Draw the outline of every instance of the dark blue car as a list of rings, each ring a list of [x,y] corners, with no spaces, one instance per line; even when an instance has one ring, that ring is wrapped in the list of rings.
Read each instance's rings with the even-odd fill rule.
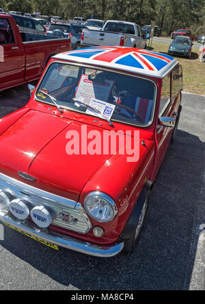
[[[82,30],[85,27],[79,24],[51,23],[47,35],[58,37],[70,37],[72,49],[79,49]]]

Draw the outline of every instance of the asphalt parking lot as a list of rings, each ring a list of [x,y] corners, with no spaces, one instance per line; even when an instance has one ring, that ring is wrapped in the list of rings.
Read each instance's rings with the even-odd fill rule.
[[[29,98],[26,85],[0,92],[0,118]],[[0,290],[205,289],[205,97],[183,93],[182,106],[135,253],[103,259],[56,251],[5,227]]]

......

● What is expected:
Rewrite the text of all the items above, changing "corners" to "vertices" everywhere and keeping everything else the same. Omit the pictures.

● Result:
Draw the outline of every instance of the dark blue car as a list of rings, each ring a list of [x,y] vertices, with no spaces, one instance per line; even when an instance has one ring, that ring is wrapped in the list of rings.
Read each instance's rings with the even-odd fill rule.
[[[82,30],[85,27],[79,24],[51,23],[47,35],[58,37],[70,37],[72,49],[79,49]]]

Draw the outline of every instance of the asphalt parking lot as a list of rings, each ring a list of [x,y] vertices, with no spaces, one instance per line; even when an instance has one ring, that ring is wrapped in the list of rings.
Read each instance's rings with the even-odd fill rule.
[[[29,98],[26,85],[0,92],[0,118]],[[0,290],[205,289],[205,97],[183,93],[182,106],[135,253],[103,259],[56,251],[5,227]]]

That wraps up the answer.